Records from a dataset
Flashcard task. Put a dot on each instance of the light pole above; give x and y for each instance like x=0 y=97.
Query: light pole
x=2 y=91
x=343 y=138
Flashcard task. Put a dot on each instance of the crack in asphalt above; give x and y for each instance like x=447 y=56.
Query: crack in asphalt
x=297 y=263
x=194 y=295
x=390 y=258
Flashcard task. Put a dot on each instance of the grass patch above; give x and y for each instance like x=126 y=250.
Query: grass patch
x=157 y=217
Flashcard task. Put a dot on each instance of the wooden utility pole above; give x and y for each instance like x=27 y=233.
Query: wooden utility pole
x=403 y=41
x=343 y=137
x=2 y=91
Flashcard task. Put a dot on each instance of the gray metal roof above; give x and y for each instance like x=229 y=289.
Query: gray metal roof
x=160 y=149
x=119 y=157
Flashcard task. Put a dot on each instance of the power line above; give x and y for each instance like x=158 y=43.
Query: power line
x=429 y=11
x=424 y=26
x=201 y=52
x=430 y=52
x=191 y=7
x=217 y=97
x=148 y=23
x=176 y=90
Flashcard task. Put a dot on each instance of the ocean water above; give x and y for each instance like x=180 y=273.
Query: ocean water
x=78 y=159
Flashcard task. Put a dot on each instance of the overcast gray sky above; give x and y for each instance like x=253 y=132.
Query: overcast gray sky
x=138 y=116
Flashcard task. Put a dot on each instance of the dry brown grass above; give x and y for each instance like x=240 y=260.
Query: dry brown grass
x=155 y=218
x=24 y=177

- STATED PROBLEM
Write out the lines from the first one down to the line containing "x=390 y=258", with both of those lines included.

- EXPECTED OUTPUT
Flashcard task. Put a dot on each instance of the light pole above; give x and y for each instance like x=0 y=97.
Query: light pole
x=2 y=91
x=343 y=138
Flashcard task. Put a dot on each instance of the crack in asphalt above; give x and y for each instance like x=447 y=56.
Query: crack in asphalt
x=297 y=263
x=194 y=295
x=390 y=258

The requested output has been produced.